Birmingham made history in 1963, and in 2013 the Alabama city will commemorate the 50th anniversary of the events that led to the 1964 Civil Rights Bill and the beginning of the end of racial segregation in the South.

In the summer of 1963, black residents held sit-ins at whites-only lunch counters to challenge Jim Crow laws. Black youth from area schools participating in what was known as the Children’s Crusade were arrested. Some were attacked with fire hoses and police dogs after taking to the streets. And on Sept. 15, 1963, a bomb planted by a Ku Klux Klansman in the 16th Street Baptist Church exploded, killing four black girls.

From the ashes and rubble of these devastating acts arose the passion and determination necessary to catapult the fight for equal rights for people of all races. All of it will be on display in 2013 as Birmingham honors the lessons learned from its past. Organizations and institutions throughout the city will tell stories of 1963 through art exhibits, theater productions, musical performances and more.

You can also visit sites that helped secure victory in the battle for civil rights.

“Birmingham is a beautiful city,” says a proud Janice Wesley Kelsey, who was a teenager who marched that summer. “I’ve visited many other places, but [my choice is] to remain where I am. I love where I live, and I want others to see it.”

Marching on

Begin your visit at the Birmingham Civil Rights Institute, which features exhibits on the Civil Rights Movement and celebrates the accomplishments of blacks in Alabama.

From March 12 to Nov. 30, the institute will play host to Marching On: The Children’s Movement at Fifty. The exhibit tells the story of the Children’s Crusade of 1963 through people who participated, including Kelsey.

PROBLEM DESCRIPTION: Transcribe the passage on Birmingham's 1963 civil rights history, starting at "In the summer" and ending at "performances and more.".

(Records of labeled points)

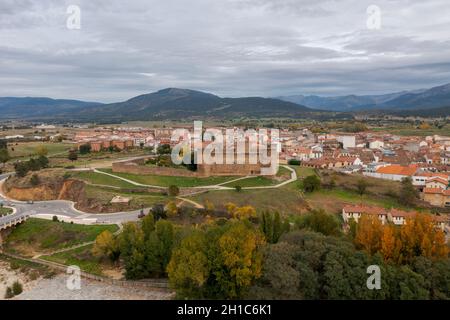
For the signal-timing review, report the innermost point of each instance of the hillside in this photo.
(29, 107)
(171, 103)
(424, 99)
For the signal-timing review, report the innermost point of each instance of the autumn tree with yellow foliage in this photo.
(245, 212)
(220, 263)
(402, 244)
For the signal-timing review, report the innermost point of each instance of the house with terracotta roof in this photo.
(398, 217)
(437, 182)
(393, 172)
(436, 196)
(356, 211)
(395, 216)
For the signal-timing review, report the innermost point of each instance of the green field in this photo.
(259, 181)
(286, 199)
(102, 179)
(166, 181)
(138, 199)
(38, 235)
(5, 211)
(28, 149)
(303, 172)
(81, 257)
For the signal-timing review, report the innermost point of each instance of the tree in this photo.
(106, 246)
(41, 150)
(163, 149)
(17, 288)
(21, 168)
(158, 212)
(209, 206)
(311, 183)
(43, 161)
(319, 221)
(369, 233)
(173, 191)
(408, 193)
(148, 226)
(172, 209)
(361, 186)
(272, 227)
(73, 155)
(189, 267)
(219, 263)
(85, 148)
(3, 144)
(245, 212)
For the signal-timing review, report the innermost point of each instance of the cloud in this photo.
(229, 47)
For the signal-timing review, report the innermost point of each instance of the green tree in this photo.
(34, 180)
(85, 148)
(21, 168)
(106, 246)
(408, 193)
(361, 186)
(320, 221)
(4, 156)
(272, 226)
(43, 161)
(148, 226)
(73, 155)
(41, 150)
(173, 191)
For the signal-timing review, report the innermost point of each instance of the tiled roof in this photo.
(398, 169)
(365, 209)
(432, 190)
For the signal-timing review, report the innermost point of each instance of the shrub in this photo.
(311, 183)
(173, 191)
(294, 162)
(34, 180)
(9, 294)
(17, 288)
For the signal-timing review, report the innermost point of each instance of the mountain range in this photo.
(177, 104)
(436, 97)
(171, 103)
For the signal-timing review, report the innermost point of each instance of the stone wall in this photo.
(136, 168)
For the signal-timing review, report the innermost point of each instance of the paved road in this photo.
(62, 208)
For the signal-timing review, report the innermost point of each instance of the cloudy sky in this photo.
(227, 47)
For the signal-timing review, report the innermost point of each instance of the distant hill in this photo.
(433, 98)
(30, 107)
(436, 97)
(427, 113)
(174, 103)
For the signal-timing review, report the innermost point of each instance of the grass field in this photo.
(98, 178)
(166, 181)
(42, 236)
(138, 199)
(28, 149)
(5, 211)
(303, 172)
(286, 200)
(259, 181)
(81, 257)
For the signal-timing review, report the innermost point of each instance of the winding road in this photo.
(61, 208)
(66, 210)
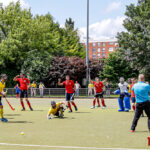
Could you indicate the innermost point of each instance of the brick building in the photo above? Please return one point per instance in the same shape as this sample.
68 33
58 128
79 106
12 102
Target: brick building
101 48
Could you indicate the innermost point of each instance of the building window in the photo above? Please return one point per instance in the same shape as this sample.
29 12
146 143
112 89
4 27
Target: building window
104 44
98 55
116 44
103 55
111 49
93 50
94 56
111 43
103 49
93 44
98 50
98 44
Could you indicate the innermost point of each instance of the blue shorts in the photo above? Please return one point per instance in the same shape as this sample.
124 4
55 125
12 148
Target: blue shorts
133 100
1 101
69 96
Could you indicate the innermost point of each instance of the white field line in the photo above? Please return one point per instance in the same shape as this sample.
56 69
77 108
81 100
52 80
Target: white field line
67 147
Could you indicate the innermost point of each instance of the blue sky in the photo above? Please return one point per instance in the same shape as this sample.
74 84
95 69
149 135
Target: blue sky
106 16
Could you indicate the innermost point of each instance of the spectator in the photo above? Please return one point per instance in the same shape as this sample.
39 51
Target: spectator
107 89
33 89
77 88
142 91
41 88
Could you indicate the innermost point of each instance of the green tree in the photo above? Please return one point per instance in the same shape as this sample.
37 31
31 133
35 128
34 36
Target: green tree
134 43
37 65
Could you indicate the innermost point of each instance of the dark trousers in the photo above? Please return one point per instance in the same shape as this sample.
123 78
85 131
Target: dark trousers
138 111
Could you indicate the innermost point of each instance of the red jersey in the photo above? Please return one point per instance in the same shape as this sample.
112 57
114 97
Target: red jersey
98 86
69 85
23 83
132 93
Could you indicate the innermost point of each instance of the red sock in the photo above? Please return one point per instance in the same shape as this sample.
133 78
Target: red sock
29 104
98 102
94 101
73 103
69 105
22 104
103 102
133 107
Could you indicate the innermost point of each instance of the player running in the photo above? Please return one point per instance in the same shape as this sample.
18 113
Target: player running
17 91
24 85
98 85
56 110
2 93
70 88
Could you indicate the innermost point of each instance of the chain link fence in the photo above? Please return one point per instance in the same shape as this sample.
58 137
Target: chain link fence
58 92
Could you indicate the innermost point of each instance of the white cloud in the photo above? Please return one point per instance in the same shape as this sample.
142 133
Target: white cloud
113 6
104 29
22 2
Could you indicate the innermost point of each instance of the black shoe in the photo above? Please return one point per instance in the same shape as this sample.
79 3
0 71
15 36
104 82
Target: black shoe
31 109
76 109
70 111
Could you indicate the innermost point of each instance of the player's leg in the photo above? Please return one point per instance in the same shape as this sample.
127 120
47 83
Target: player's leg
68 101
2 112
98 103
94 101
26 97
21 99
147 111
72 102
102 100
138 112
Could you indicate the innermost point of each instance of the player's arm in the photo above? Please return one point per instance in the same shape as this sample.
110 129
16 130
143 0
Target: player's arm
49 114
15 78
59 82
105 80
90 80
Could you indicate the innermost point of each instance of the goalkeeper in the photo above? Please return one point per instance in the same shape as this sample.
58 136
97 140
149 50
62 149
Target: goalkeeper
56 109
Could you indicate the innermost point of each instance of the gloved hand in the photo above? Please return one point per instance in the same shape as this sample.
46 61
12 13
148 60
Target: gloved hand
4 93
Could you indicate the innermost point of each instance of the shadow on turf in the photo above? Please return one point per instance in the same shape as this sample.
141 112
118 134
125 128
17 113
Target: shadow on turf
12 115
18 122
65 118
82 112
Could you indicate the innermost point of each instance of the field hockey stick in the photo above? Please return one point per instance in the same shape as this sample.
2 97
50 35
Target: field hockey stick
9 104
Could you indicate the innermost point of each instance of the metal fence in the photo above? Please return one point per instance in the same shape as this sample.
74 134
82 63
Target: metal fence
56 92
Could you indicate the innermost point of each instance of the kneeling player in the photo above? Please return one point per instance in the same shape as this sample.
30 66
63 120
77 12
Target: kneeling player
2 93
56 110
98 85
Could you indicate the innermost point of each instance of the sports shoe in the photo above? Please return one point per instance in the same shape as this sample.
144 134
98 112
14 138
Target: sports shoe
104 107
31 109
4 120
92 107
70 111
76 109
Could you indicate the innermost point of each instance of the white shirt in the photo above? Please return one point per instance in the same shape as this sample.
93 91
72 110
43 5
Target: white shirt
123 87
77 86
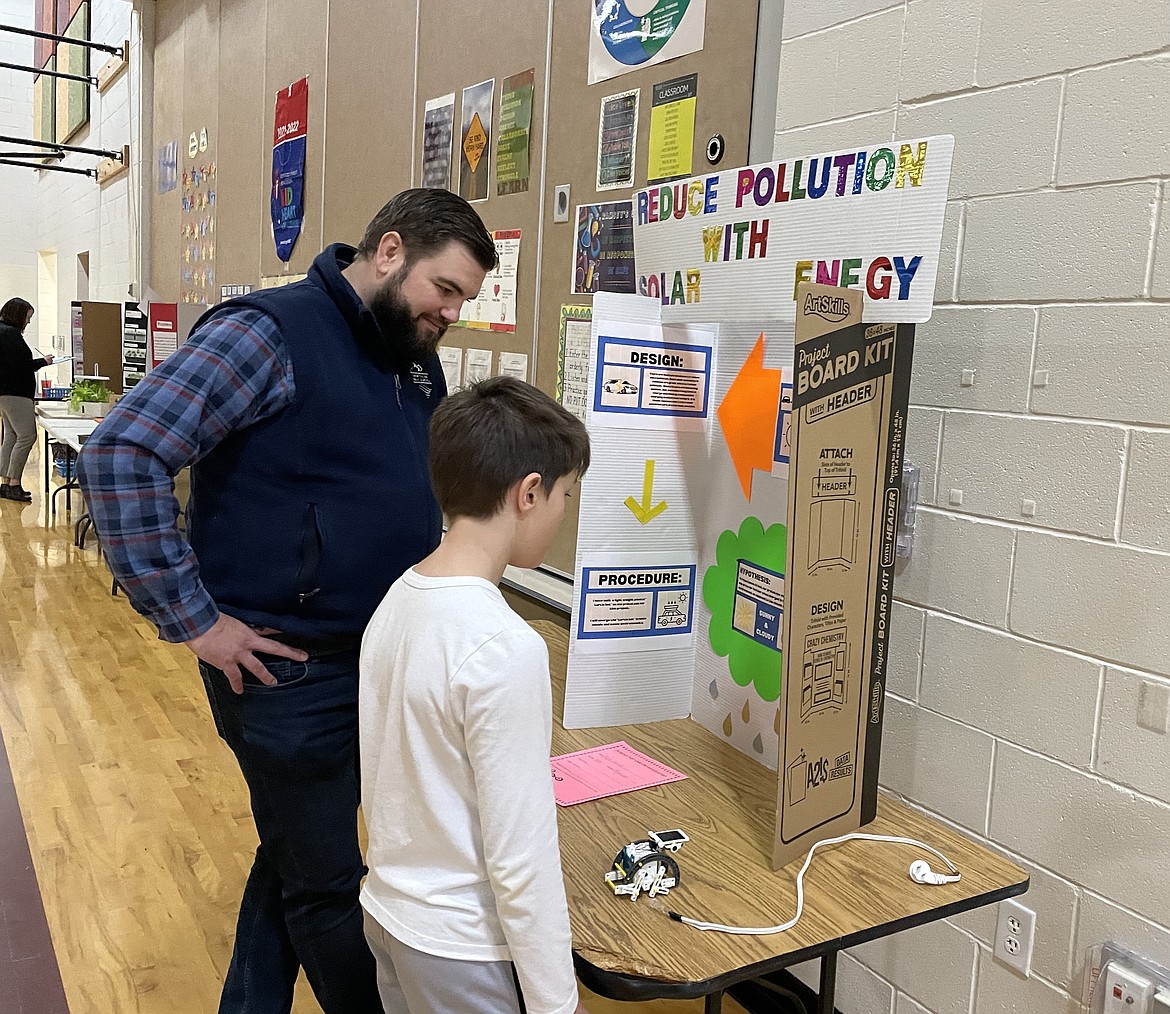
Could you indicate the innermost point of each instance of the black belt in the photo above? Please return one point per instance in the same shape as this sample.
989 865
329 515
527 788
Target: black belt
318 646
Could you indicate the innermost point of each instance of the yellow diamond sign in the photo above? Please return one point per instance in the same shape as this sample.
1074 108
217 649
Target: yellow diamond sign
475 142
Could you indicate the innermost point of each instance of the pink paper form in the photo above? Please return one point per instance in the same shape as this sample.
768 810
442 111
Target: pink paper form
608 770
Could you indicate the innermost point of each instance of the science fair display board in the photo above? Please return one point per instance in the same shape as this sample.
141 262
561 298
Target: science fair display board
689 554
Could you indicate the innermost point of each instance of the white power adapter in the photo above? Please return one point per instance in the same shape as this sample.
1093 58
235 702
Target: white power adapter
1126 992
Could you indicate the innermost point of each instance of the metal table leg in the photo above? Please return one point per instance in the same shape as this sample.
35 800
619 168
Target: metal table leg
827 984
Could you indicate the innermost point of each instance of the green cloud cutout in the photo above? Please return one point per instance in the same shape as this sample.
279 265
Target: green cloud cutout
749 661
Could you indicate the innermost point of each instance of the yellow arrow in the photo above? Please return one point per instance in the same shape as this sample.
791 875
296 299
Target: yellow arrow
644 511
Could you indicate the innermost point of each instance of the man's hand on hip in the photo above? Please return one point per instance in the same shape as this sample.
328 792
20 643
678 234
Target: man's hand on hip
231 645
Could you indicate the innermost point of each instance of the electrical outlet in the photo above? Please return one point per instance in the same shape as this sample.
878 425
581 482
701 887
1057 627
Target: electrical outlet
1124 991
1014 933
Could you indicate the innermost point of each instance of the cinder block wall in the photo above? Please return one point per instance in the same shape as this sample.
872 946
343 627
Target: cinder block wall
1032 641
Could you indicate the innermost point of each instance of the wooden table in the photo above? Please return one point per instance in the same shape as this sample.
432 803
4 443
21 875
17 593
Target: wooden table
854 892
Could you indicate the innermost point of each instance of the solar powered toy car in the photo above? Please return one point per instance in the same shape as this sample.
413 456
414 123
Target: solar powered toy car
645 864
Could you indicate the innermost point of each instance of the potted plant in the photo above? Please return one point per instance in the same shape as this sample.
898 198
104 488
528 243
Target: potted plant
89 395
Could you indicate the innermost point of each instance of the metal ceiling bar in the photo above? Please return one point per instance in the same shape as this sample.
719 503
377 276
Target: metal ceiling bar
78 149
55 169
84 78
105 48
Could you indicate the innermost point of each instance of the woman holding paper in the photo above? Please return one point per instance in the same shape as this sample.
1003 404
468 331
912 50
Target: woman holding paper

FULL RESPONSE:
In the summer of 1963, black residents held sit-ins at whites-only lunch counters to challenge Jim Crow laws. Black youth from area schools participating in what was known as the Children’s Crusade were arrested. Some were attacked with fire hoses and police dogs after taking to the streets. And on Sept. 15, 1963, a bomb planted by a Ku Klux Klansman in the 16th Street Baptist Church exploded, killing four black girls.

From the ashes and rubble of these devastating acts arose the passion and determination necessary to catapult the fight for equal rights for people of all races. All of it will be on display in 2013 as Birmingham honors the lessons learned from its past. Organizations and institutions throughout the city will tell stories of 1963 through art exhibits, theater productions, musical performances and more.